- Problem -
So that the copy matches the original, write out every entry exactly.

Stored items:
BEGIN

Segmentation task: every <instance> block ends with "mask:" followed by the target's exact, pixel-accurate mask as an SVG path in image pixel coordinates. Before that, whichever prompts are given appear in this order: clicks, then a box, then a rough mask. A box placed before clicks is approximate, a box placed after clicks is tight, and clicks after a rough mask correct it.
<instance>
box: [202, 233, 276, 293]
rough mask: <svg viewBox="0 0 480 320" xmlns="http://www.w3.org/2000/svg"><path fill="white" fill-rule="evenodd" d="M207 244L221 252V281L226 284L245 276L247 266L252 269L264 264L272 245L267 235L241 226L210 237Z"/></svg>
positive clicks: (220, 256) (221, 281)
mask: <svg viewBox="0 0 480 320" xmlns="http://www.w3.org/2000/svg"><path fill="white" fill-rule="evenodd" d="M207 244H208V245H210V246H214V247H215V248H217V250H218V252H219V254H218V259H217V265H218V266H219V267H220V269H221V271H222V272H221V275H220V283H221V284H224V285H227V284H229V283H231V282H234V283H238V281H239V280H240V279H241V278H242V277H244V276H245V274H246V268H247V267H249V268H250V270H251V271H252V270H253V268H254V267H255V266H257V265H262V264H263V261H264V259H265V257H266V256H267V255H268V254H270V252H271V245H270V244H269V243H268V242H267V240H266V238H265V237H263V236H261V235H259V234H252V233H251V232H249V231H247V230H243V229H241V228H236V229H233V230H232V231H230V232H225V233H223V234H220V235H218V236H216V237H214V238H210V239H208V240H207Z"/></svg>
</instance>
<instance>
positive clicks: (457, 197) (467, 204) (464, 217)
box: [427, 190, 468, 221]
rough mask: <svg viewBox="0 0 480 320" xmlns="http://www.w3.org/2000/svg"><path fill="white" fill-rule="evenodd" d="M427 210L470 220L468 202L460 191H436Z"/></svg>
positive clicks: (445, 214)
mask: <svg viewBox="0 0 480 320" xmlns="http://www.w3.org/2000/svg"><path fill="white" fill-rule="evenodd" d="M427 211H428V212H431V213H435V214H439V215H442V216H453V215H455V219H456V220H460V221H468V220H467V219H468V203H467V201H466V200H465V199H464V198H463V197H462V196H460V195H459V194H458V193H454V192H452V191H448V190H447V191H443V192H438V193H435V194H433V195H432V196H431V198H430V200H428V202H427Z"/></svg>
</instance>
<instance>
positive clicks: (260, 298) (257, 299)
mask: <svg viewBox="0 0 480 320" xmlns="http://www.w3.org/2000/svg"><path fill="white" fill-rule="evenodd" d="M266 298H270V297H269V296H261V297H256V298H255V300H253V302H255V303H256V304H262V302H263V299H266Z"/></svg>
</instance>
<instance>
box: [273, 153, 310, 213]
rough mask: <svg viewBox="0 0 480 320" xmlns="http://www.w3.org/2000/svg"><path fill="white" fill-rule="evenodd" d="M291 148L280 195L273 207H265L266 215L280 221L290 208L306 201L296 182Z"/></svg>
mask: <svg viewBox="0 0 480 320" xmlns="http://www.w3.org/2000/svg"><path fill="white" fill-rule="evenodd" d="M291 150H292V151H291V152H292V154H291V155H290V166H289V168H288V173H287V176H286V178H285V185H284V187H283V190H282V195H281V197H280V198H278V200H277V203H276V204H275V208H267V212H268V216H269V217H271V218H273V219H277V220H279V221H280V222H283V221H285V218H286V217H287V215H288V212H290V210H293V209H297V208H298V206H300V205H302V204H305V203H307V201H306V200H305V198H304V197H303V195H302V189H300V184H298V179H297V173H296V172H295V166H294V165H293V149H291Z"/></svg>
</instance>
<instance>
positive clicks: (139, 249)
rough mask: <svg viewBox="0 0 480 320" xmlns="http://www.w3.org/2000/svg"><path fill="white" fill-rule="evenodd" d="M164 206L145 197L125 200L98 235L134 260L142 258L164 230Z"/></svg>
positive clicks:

END

- Result for this task -
Segmentation task: every <instance> block ends with "mask:" followed by the target's exact, pixel-accurate mask as an SVG path in image pixel coordinates. Before that, whichever prompts are given appear in this order: clicks, then a box, then a rough mask. A box placed before clicks is approximate, a box placed after clicks is tight, and clicks after a rough mask correct it.
<instance>
box: [202, 233, 276, 293]
rough mask: <svg viewBox="0 0 480 320" xmlns="http://www.w3.org/2000/svg"><path fill="white" fill-rule="evenodd" d="M207 244L221 252V281L226 284L245 276L247 266L252 269L264 264L272 245L267 235L241 226L210 237Z"/></svg>
positive clicks: (220, 256) (221, 281)
mask: <svg viewBox="0 0 480 320" xmlns="http://www.w3.org/2000/svg"><path fill="white" fill-rule="evenodd" d="M207 244H208V245H210V246H214V247H215V248H217V250H218V252H219V254H218V259H217V265H218V266H219V267H220V269H221V271H222V272H221V275H220V283H221V284H224V285H227V284H229V283H231V282H234V283H238V281H239V280H240V279H241V278H242V277H244V276H245V274H246V268H247V267H249V268H250V270H251V271H252V270H253V268H254V267H255V266H257V265H262V264H263V261H264V259H265V257H266V256H267V255H268V254H270V252H271V245H270V244H269V243H268V242H267V240H266V238H265V237H263V236H261V235H259V234H252V233H251V232H249V231H247V230H243V229H241V228H236V229H233V230H232V231H230V232H225V233H223V234H220V235H218V236H216V237H214V238H210V239H208V240H207Z"/></svg>
</instance>
<instance>
positive clicks: (457, 197) (467, 204) (464, 217)
box: [427, 190, 468, 221]
rough mask: <svg viewBox="0 0 480 320" xmlns="http://www.w3.org/2000/svg"><path fill="white" fill-rule="evenodd" d="M427 210L470 220L468 202L460 191H436Z"/></svg>
positive clicks: (445, 214)
mask: <svg viewBox="0 0 480 320" xmlns="http://www.w3.org/2000/svg"><path fill="white" fill-rule="evenodd" d="M427 211H428V212H431V213H435V214H439V215H442V216H453V215H455V219H456V220H460V221H468V220H467V219H468V203H467V201H466V200H465V199H464V198H463V197H462V196H460V195H459V194H458V193H454V192H452V191H448V190H447V191H443V192H438V193H435V194H433V195H432V196H431V198H430V200H428V202H427Z"/></svg>
</instance>
<instance>
positive clicks: (260, 298) (257, 299)
mask: <svg viewBox="0 0 480 320" xmlns="http://www.w3.org/2000/svg"><path fill="white" fill-rule="evenodd" d="M266 298H270V297H269V296H261V297H256V298H255V300H253V302H255V303H256V304H262V302H263V299H266Z"/></svg>
</instance>
<instance>
box: [273, 153, 310, 213]
rough mask: <svg viewBox="0 0 480 320" xmlns="http://www.w3.org/2000/svg"><path fill="white" fill-rule="evenodd" d="M291 148L280 195L273 207H265L266 215L280 221L290 208L306 201L296 182Z"/></svg>
mask: <svg viewBox="0 0 480 320" xmlns="http://www.w3.org/2000/svg"><path fill="white" fill-rule="evenodd" d="M291 150H292V151H291V152H292V154H291V155H290V166H289V168H288V173H287V176H286V178H285V185H284V187H283V190H282V195H281V197H280V198H278V200H277V203H276V204H275V208H267V212H268V216H269V217H271V218H273V219H277V220H279V221H280V222H283V221H285V218H286V217H287V215H288V212H290V210H293V209H297V208H298V206H300V205H302V204H305V203H307V201H306V200H305V198H304V197H303V195H302V189H300V184H298V179H297V173H296V172H295V166H294V165H293V149H291Z"/></svg>
</instance>
<instance>
positive clicks: (139, 249)
rough mask: <svg viewBox="0 0 480 320" xmlns="http://www.w3.org/2000/svg"><path fill="white" fill-rule="evenodd" d="M164 206L145 197L125 200L98 235L134 260L142 258L164 230Z"/></svg>
positive clicks:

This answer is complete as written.